→ **What is asked**:
Copy out each line in the items below that contains the word "tartan".

Point placement records
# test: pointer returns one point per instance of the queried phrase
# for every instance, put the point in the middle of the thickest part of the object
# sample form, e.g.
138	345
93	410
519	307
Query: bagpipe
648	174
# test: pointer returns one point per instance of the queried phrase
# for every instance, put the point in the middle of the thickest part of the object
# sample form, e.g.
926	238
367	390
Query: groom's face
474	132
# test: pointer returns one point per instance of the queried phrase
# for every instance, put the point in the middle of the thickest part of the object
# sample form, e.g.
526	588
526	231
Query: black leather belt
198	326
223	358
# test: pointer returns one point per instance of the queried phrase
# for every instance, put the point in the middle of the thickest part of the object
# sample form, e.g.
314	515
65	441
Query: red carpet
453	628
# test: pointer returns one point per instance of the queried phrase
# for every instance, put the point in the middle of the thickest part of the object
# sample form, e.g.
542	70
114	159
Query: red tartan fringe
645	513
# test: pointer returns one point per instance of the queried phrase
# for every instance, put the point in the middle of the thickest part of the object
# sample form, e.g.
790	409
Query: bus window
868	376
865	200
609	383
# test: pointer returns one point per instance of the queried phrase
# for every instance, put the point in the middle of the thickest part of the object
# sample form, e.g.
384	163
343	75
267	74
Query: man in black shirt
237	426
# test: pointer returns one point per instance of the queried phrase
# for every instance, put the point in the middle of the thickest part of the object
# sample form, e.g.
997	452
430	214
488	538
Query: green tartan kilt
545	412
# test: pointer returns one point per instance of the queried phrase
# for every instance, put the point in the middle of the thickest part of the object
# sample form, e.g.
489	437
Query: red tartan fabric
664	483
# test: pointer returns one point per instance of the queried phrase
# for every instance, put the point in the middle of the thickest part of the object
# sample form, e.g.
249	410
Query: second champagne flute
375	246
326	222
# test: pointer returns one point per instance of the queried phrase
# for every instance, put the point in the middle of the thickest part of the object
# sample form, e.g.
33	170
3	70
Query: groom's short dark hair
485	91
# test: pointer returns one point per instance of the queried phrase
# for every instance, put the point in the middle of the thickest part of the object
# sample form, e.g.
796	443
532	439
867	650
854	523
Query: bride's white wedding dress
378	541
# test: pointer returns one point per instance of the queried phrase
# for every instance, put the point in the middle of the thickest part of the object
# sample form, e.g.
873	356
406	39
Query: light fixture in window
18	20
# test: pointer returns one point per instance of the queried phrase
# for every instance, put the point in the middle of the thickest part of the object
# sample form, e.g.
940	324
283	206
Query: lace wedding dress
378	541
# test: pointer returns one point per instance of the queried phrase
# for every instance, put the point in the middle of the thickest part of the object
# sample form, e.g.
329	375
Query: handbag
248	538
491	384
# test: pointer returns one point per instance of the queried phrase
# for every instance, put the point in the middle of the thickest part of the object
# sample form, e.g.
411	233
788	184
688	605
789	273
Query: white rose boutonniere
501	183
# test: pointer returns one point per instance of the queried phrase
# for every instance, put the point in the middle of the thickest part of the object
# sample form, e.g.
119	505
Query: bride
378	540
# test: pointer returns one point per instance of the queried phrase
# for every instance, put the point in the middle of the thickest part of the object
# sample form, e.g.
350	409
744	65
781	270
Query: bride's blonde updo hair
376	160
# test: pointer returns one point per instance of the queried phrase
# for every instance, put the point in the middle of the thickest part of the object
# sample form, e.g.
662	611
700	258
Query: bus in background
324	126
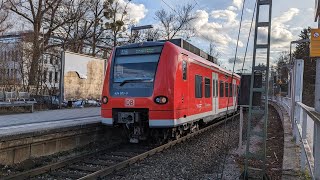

→ **Output**:
Query: red tartan fringe
Query: green tartan kilt
Query: red tartan fabric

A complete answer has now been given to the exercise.